- [Exercise goal]
Return all the entries word for word, minus the pictures.

[Dataset entries]
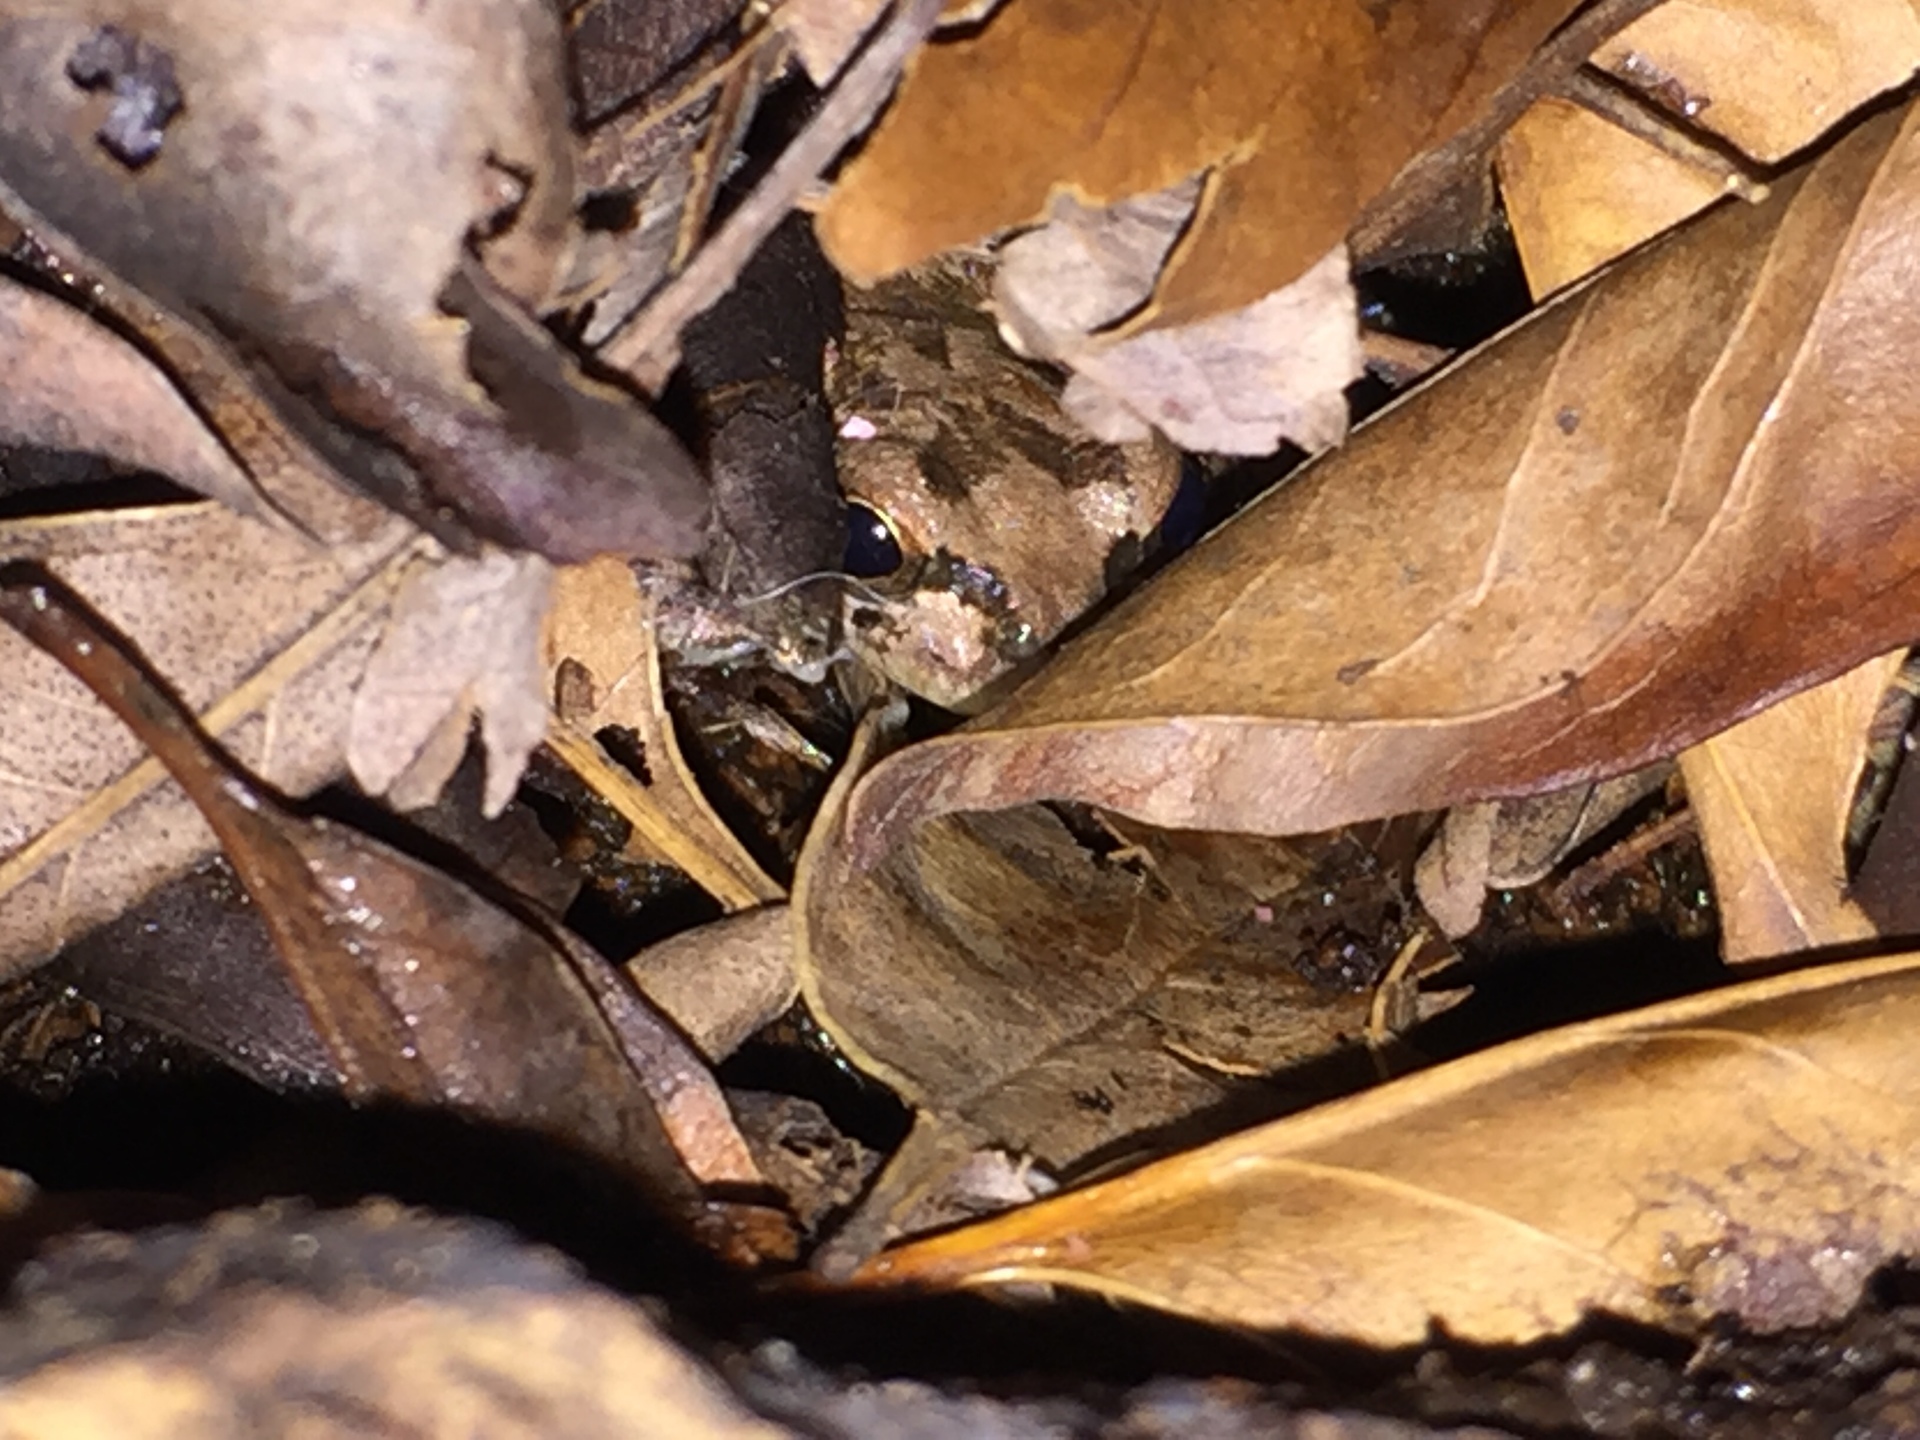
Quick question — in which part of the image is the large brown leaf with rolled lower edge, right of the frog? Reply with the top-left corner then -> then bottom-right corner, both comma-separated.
822,96 -> 1920,868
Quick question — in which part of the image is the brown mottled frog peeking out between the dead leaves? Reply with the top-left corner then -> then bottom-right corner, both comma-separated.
826,252 -> 1181,714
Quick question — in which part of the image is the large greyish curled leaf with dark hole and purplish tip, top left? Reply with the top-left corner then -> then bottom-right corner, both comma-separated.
0,0 -> 707,559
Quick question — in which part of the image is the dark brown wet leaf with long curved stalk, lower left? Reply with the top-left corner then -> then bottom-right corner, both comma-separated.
0,564 -> 791,1261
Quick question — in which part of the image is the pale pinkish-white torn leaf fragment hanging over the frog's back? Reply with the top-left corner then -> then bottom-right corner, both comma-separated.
995,182 -> 1361,455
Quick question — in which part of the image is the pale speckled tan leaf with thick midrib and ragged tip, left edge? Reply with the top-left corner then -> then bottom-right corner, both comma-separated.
0,503 -> 560,973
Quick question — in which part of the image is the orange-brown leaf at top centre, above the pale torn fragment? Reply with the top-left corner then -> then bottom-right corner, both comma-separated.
820,0 -> 1572,324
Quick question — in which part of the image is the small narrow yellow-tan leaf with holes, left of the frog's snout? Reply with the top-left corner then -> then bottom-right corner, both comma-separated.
545,559 -> 787,910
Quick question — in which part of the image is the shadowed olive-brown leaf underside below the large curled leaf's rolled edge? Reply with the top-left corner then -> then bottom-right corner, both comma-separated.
795,720 -> 1411,1265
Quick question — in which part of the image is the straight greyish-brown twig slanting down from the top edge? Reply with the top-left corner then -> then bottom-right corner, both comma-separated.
599,0 -> 941,394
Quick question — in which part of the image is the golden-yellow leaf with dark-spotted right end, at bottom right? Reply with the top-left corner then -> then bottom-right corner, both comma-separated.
858,954 -> 1920,1346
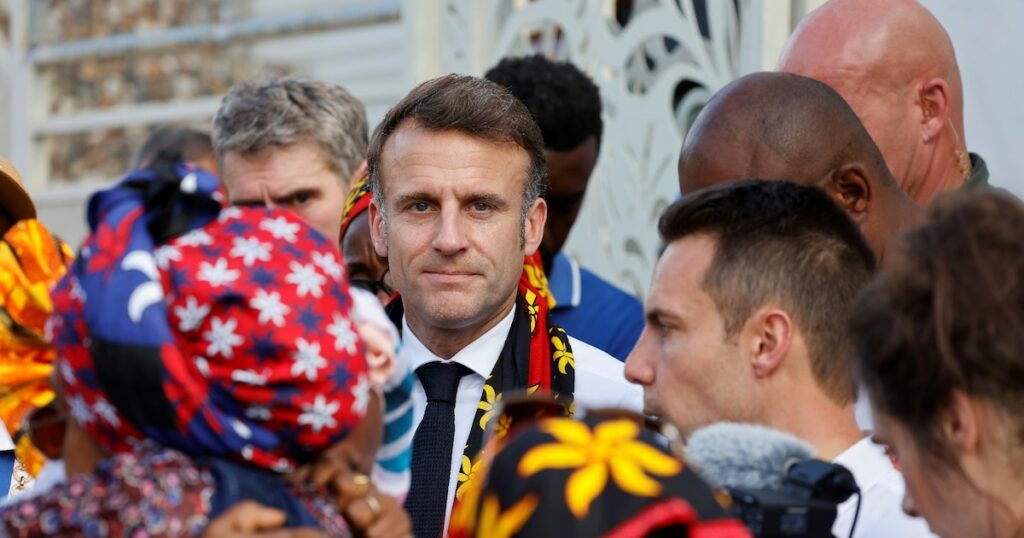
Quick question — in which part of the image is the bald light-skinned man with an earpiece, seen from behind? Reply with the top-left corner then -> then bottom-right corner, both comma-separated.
778,0 -> 988,206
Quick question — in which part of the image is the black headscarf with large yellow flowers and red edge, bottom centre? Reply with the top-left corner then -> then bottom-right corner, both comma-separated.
450,417 -> 751,538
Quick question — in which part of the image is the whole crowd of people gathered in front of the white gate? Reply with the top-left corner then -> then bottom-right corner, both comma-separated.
0,0 -> 1024,538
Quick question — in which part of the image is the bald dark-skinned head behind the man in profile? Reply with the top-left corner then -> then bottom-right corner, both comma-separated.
679,73 -> 923,262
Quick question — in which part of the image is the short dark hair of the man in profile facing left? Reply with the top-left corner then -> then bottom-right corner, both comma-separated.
658,179 -> 874,405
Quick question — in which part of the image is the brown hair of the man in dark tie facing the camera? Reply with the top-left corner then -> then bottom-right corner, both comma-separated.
367,75 -> 547,215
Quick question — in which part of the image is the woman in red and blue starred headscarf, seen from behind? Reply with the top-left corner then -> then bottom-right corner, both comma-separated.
0,158 -> 408,536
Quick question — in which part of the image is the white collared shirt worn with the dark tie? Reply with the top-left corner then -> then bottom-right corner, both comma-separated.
401,307 -> 643,533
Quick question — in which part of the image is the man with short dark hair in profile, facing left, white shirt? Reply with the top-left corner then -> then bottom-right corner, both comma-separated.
626,180 -> 925,536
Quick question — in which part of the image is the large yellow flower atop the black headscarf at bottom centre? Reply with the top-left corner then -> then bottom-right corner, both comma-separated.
520,419 -> 683,518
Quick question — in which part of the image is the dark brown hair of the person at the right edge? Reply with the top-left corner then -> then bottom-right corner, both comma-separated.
852,192 -> 1024,463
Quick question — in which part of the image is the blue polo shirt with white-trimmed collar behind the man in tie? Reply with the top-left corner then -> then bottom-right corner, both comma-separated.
548,252 -> 643,361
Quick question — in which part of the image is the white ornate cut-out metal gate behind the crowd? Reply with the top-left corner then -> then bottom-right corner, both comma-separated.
430,0 -> 790,297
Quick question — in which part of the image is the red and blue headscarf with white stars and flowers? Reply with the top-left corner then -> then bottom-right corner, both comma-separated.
49,163 -> 370,471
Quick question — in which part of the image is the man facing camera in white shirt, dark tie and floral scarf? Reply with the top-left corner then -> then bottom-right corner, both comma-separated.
368,75 -> 640,536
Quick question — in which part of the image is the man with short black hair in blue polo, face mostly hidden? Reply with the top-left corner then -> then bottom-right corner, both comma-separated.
484,54 -> 643,361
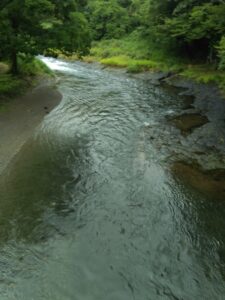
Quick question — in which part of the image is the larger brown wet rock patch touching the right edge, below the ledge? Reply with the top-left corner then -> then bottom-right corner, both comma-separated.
172,162 -> 225,201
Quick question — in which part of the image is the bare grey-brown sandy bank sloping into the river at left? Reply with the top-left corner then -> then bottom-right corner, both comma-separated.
0,79 -> 61,174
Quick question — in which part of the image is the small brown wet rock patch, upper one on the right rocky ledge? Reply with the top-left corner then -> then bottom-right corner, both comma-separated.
171,113 -> 208,134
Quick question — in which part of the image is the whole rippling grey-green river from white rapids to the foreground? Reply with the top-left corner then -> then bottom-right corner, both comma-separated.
0,59 -> 225,300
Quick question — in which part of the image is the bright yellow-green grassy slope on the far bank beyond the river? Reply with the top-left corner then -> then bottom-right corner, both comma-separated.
89,32 -> 183,72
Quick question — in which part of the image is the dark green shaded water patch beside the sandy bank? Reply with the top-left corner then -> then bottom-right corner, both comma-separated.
0,141 -> 75,242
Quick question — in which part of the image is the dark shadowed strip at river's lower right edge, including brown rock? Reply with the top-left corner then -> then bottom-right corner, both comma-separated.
171,161 -> 225,280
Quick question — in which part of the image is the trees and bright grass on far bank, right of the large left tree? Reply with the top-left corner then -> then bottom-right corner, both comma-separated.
81,0 -> 225,89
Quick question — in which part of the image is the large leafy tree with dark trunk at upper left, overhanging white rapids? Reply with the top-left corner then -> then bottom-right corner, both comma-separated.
0,0 -> 90,74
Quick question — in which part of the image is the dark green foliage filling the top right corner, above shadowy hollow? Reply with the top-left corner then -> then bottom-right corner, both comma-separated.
146,0 -> 225,63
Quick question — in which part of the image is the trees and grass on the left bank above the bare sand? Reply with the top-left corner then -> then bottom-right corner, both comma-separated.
0,0 -> 90,97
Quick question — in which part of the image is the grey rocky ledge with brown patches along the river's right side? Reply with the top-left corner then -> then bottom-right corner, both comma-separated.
59,50 -> 225,200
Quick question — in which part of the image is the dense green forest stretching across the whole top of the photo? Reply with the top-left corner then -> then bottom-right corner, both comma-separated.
0,0 -> 225,79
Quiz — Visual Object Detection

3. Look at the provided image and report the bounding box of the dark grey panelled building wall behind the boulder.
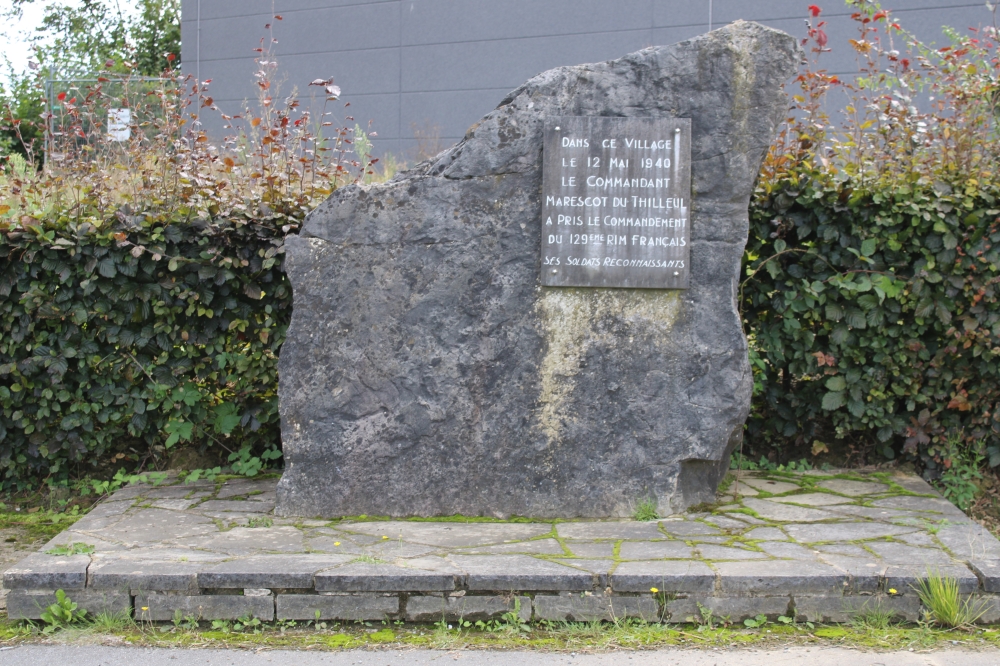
[182,0,993,158]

- [Task output]
Quick question — in which part of the image is the large brown leaf with rolled lower edge, right of the frog? Reply with the top-left corner then -> then bottom-right corner, both comma-separated.
822,96 -> 1920,868
Quick question — in which part of the image is the brown mottled frog peeking out between the dead leaves? Reply with the top-left corner then -> then bottom-right corner, both comma-separated.
826,252 -> 1181,714
Quick question — in which part of the image is the large greyish curled leaf with dark hole and purplish tip, top left? Reply with the top-left corner then -> then bottom-right corner, both comma-separated.
0,0 -> 707,559
Quick question — in which part of the image is the dark brown wet leaf with long curved stalk, lower left? Reply with the top-left corner then -> then bottom-right corner, both comma-separated.
0,564 -> 791,1261
Quick question — in which part of the image is the pale pinkish-white torn leaf fragment hanging over the frog's back? Reply with the top-left corner then -> then bottom-right corner, both comma-separated.
995,182 -> 1361,455
Quick question — in which part of the image is the pale speckled tan leaf with thick midrib and ragged tip, left edge? Reply with the top-left corner then -> then bottom-right corner, both comma-separated.
0,503 -> 560,973
Quick question — in which part of the image is the orange-brown leaf at top centre, above the pale torn fragment? Reply with the top-left corner then -> then bottom-right corner, both comma-separated.
820,0 -> 1572,324
Quick question — in which part of the image is the small narrow yellow-tan leaf with holes, left of the frog's snout? Reply with the top-left corner then -> then bottom-right corner, both comma-separated.
545,559 -> 787,910
Quick question — in which part of the image is the shadowed olive-brown leaf underside below the large curled leaf's rolled edge? Reply with the top-left corner then -> then bottom-right corner, both comma-separated.
795,720 -> 1411,1265
Quick question — in which part of the image is the straight greyish-brown twig slanting down from the top edge? Reply with the top-left corner then -> then bottom-right corner, both comma-separated.
599,0 -> 941,394
Quick question — in which part of the image is the golden-yellow leaf with dark-spotted right end, at bottom right? Reply with the top-left corner then -> then bottom-right corner, both comma-separated.
858,954 -> 1920,1346
Quick question — in which part of the image is the bald light-skinned man with an earpiece, seen from behind? Reply with the top-left corner then -> then bottom-right corner, both comma-separated.
778,0 -> 988,206
Quick question — in which part of the image is the black headscarf with large yellow flowers and red edge, bottom centre? Reply with the top-left corner then -> then bottom-right corner, both comma-separated.
450,417 -> 751,538
Quick question — in which part of the image is the whole crowd of people gathered in front of the white gate? Reply with the top-left corner then -> then bottom-right corner, both comma-separated.
0,0 -> 1024,538
Quick question — in which part of the image is the bald dark-skinned head behind the man in profile? Reply with the top-left corner then -> then bottom-right corner, both comma-separated.
679,73 -> 923,262
Quick question — in which part of the image is the short dark hair of the man in profile facing left? Reply with the top-left corner then -> then bottom-right corner, both comma-separated.
658,179 -> 874,405
Quick question — in which part of the image is the brown hair of the man in dark tie facing the camera? Reply with the top-left corner then -> then bottom-right corner, both comma-separated.
367,75 -> 547,215
Quick question — in which part of the image is the woman in red and blue starred headscarf, seen from behind? Reply with the top-left corner then -> then bottom-right corner, both comma-separated.
0,158 -> 408,536
Quick question — in which part of the image is the white collared shirt worn with the dark tie? Reply with the top-left corner then -> then bottom-right corner, both comma-separated.
401,307 -> 643,533
Quick question — in which part of the image is the man with short dark hair in profile, facing left, white shirt? Reply with the top-left corner then -> then bottom-right corner, both comma-separated.
626,180 -> 925,536
Quick question — in which part of the image is the large yellow flower atop the black headscarf at bottom centre? Reply with the top-left corner then -> then bottom-right corner, both comma-separated.
520,419 -> 683,518
Quick question — in which part of the image is the dark brown hair of the person at the right edge? Reply with the top-left corner then -> then bottom-right corner, both comma-separated.
852,192 -> 1024,463
Quick question — in which part of the image is the blue polo shirt with white-trimmed collar behind the man in tie? Reply with the top-left corner then -> then bottom-right corner, both comma-separated.
548,252 -> 643,361
Quick question — in which part of the image is the white ornate cut-out metal gate behind the crowd? Reply with the top-left corner then -> then bottom-right corner, both comma-separated.
430,0 -> 790,297
Quick question — in which part of the image is the red and blue headscarf with white stars and flowers? Reply with the top-left corner then -> then bottom-right corner, both comma-separated.
49,163 -> 370,471
Quick question — in which part of the image is the man facing camera in white shirt, dark tie and floral scarf? Reply with the top-left corner then -> then bottom-right corner, both comma-separated.
368,75 -> 640,536
Quick question — in which part of the image is the man with short black hair in blue polo, face mostly hidden? Reply with the top-left corner then -> then bottom-right corner, both comma-separated.
484,54 -> 643,361
Quick question — in which part of the image is the larger brown wet rock patch touching the right edge, below the ledge? Reply with the top-left corner then -> then bottom-right corner, both comma-separated.
172,162 -> 225,201
Quick question — in which part of the image is the bare grey-brown sandy bank sloping into the river at left? Reply with the top-left corner then -> then bottom-right corner, both comma-separated.
0,79 -> 61,174
Quick question — in which part of the image is the small brown wet rock patch, upper one on the right rocky ledge? Reply with the top-left corner then -> then bottom-right corner, both comma-separated.
171,113 -> 208,134
Quick question — in which part of the image is the whole rippling grey-green river from white rapids to the foreground? Reply with the top-left corner then -> then bottom-right corner, both comma-separated.
0,59 -> 225,300
Quick question — in which part of the image is the bright yellow-green grassy slope on the far bank beyond the river? Reply with the top-left corner then -> then bottom-right corner, both comma-separated.
89,32 -> 183,72
Quick question — in which part of the image is the dark green shaded water patch beside the sandy bank? Reply with the top-left corner then -> then bottom-right corner, both comma-separated.
0,141 -> 75,242
Quick question — in which part of the image is the dark shadowed strip at river's lower right edge, including brown rock? Reply with the top-left corner then -> then bottom-right corner, both comma-separated.
171,161 -> 225,280
Quick question — in which part of the image is the trees and bright grass on far bank, right of the large left tree? Reply with the top-left corner then -> then bottom-right corner, both comma-separated.
81,0 -> 225,89
Quick question — in which part of the image is the large leafy tree with dark trunk at upper left, overhanging white rapids? Reply with the top-left corner then -> then bottom-right corner, both comma-separated.
0,0 -> 90,74
Quick question — in which part of the image is the dark green foliage filling the top right corner, above shadowy hollow? Reply with the top-left corner then -> then bottom-right corner, both comma-separated.
146,0 -> 225,63
Quick question — in which part of the image is the trees and grass on the left bank above the bare sand? Reply with the top-left corner then -> then bottom-right corner, both comma-separated.
0,0 -> 90,97
Quick question — in which part of the image is the grey rocky ledge with brown patches along the river's right side? Reply with the top-left corner then -> then bottom-right corner, both comma-separated.
59,50 -> 225,200
Quick question — in which part of the image is the dense green forest stretching across the whole top of the photo? Reply with the top-left corner then -> then bottom-right corner, both comma-separated.
0,0 -> 225,79
Quiz — Visual Object Detection

3. Look at the provided image and report the bounding box of the dark grey panelled building wall behind the boulder.
[182,0,993,158]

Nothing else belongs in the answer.